Photo-based referring expression data

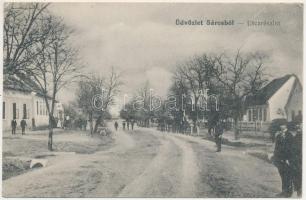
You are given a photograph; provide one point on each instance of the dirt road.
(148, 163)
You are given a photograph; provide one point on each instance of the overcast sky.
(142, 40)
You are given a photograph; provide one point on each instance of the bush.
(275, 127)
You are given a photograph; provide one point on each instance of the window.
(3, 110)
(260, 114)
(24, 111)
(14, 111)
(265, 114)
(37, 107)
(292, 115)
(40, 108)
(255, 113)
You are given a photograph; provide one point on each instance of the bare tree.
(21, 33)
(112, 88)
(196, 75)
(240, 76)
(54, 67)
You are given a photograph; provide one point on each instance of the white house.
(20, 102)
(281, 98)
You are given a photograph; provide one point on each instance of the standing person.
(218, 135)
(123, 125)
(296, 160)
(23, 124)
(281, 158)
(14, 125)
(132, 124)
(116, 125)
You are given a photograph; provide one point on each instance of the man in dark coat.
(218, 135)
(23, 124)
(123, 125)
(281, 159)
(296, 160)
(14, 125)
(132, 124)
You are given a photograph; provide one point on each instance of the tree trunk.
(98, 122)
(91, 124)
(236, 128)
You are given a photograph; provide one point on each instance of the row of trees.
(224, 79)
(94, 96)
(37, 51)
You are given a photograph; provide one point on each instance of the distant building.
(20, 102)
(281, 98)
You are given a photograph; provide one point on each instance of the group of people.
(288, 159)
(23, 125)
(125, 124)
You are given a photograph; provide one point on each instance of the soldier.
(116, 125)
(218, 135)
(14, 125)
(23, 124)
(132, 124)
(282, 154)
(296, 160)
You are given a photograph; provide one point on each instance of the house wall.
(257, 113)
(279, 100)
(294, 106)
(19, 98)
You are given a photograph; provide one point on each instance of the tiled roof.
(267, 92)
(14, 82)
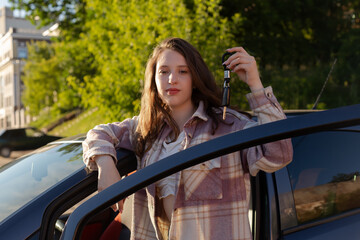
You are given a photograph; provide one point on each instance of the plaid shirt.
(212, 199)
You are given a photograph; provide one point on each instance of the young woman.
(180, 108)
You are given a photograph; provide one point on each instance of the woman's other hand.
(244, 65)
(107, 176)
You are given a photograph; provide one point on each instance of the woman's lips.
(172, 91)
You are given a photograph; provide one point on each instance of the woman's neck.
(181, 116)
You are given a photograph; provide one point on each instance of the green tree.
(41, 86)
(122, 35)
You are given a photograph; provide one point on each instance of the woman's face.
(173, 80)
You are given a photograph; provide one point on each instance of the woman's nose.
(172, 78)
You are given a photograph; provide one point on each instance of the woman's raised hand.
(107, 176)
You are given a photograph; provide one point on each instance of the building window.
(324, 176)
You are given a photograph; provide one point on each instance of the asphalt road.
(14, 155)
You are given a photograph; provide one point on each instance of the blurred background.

## [Task statement]
Starting with the line that contains "the asphalt road.", return every line through the last one of the records, exactly as written.

## [Solution below]
You are given a photograph; provide one point on each instance of the asphalt road.
(14, 155)
You are given a photograph; provide one point on each instance of the blurred background.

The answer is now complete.